Rewrite every line of the material below, changing "coordinates" to "positions" and leaving everything else as it is.
[start Given information]
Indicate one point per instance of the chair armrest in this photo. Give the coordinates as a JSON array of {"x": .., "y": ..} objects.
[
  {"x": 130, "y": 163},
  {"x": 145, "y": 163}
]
[end Given information]
Right answer -
Indicate one point per instance of the chair armrest in this photo. Give the positions as a JSON array of {"x": .., "y": ..} objects.
[
  {"x": 130, "y": 163},
  {"x": 145, "y": 163}
]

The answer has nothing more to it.